WHAT IS REQUIRED » What lines in the records below hold the string "sign"? Please show them.

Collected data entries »
■ ■ ■ ■

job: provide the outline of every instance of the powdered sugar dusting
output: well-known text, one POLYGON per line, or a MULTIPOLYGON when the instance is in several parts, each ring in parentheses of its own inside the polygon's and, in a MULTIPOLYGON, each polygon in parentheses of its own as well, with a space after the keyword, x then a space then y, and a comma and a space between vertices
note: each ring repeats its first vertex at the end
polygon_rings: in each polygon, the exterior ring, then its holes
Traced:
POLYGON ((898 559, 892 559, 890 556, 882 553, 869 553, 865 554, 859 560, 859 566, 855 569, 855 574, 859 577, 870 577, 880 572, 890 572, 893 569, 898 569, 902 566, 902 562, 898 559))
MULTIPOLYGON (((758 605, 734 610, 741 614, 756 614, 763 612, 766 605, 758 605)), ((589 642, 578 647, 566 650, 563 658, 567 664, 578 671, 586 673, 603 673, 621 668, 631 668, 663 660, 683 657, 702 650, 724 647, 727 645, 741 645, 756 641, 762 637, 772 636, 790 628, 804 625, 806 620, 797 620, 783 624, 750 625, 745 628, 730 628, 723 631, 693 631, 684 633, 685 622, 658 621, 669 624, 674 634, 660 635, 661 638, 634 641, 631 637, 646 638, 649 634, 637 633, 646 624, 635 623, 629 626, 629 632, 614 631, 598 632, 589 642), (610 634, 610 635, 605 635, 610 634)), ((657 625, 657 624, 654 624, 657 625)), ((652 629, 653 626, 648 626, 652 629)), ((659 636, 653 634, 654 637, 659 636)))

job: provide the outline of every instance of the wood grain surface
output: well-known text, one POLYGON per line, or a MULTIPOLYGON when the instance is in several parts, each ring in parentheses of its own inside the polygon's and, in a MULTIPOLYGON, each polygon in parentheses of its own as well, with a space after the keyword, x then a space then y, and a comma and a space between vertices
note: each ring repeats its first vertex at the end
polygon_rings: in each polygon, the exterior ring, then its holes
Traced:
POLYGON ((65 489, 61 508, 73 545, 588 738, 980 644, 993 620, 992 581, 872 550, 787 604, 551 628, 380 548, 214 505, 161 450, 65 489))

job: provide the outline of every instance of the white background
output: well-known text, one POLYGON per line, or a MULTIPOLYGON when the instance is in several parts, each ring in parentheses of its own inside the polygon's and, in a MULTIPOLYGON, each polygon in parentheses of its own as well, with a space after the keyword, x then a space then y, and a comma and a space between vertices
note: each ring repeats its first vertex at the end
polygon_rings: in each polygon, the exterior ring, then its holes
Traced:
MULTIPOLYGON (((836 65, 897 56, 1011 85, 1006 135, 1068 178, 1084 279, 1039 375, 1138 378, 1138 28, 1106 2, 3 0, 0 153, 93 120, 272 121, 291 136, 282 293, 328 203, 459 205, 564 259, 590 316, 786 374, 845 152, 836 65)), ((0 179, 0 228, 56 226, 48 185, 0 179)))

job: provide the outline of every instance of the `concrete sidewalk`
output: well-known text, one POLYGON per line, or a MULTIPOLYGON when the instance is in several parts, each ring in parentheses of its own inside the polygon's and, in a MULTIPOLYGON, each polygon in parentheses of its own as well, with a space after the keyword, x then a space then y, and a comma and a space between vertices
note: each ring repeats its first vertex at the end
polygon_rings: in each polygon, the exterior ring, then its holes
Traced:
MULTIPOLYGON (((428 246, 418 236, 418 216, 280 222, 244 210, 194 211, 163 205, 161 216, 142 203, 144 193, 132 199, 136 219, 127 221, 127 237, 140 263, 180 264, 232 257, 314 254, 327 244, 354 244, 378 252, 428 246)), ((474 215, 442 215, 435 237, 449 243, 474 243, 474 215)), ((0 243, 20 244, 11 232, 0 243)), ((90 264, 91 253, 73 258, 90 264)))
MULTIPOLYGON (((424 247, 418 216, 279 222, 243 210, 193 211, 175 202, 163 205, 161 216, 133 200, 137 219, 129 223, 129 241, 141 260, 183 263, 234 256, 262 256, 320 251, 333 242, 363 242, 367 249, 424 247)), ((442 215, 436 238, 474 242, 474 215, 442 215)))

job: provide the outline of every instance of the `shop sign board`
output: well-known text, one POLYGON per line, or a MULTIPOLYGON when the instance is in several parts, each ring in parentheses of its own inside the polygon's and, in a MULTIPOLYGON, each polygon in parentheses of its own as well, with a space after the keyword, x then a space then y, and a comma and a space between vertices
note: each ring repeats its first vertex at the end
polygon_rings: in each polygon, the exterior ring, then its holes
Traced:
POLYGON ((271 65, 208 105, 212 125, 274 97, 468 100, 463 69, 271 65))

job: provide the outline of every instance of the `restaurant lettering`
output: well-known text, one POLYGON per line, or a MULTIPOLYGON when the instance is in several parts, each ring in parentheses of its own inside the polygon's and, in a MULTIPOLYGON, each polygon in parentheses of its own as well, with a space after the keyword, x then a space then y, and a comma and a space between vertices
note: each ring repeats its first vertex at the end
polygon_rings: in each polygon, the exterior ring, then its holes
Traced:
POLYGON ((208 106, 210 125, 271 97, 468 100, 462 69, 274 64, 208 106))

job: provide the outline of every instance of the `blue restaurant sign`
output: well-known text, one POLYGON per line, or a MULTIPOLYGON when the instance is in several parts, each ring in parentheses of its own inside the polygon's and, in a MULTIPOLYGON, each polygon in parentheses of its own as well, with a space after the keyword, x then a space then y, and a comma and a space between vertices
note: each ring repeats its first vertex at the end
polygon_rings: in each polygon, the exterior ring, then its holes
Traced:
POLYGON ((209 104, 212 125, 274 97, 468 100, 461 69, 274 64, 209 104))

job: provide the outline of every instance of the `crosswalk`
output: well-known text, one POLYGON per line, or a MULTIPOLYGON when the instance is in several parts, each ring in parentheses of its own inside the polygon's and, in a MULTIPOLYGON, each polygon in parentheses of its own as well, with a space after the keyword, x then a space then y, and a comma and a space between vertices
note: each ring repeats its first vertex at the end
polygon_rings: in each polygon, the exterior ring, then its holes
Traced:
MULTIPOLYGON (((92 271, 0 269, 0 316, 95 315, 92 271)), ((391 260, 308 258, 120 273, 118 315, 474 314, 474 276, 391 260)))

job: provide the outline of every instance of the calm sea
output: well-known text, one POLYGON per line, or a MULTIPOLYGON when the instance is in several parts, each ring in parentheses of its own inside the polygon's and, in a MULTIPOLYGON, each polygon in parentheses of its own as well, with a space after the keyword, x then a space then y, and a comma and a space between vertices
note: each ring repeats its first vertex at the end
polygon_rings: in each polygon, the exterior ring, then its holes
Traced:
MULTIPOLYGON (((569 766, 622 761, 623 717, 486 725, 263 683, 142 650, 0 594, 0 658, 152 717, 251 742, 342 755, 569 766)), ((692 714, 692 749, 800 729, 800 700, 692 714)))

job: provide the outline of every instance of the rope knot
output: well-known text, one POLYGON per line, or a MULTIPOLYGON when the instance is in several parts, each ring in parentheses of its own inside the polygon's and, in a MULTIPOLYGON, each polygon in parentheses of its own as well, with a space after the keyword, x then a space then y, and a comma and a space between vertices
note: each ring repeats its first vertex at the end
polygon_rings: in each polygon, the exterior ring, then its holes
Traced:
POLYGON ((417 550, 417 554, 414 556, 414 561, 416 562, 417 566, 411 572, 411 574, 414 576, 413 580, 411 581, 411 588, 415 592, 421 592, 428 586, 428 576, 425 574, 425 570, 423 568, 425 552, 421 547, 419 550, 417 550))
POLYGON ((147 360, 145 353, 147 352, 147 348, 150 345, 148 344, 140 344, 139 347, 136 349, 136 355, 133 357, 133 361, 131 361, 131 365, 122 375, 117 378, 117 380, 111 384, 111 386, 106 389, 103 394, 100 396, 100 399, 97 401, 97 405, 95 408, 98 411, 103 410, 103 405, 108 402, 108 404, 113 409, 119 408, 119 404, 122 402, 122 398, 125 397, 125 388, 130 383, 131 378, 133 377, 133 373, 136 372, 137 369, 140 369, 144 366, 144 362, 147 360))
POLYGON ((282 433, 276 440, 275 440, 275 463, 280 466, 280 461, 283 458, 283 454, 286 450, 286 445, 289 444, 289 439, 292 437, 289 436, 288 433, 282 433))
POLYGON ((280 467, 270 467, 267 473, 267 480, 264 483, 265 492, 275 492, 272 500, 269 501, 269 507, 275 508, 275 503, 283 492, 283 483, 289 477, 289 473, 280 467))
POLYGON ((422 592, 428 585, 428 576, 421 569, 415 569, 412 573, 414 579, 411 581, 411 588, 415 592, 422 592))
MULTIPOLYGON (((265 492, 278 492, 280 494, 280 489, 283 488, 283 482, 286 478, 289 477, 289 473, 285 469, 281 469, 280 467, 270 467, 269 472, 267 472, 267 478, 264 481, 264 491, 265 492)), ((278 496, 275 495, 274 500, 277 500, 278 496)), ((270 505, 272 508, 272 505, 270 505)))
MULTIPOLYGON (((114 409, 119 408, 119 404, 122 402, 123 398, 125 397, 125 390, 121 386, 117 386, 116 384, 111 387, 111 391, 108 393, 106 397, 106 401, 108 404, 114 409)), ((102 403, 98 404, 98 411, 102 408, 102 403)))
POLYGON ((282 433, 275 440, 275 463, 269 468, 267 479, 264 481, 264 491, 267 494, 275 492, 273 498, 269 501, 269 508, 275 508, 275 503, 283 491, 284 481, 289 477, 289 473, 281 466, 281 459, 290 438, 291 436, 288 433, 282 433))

■ ■ ■ ■

SOLVED EXERCISE »
job: provide the outline of every instance of the `shop sign board`
job: provide the outline of every instance of the `blue restaurant sign`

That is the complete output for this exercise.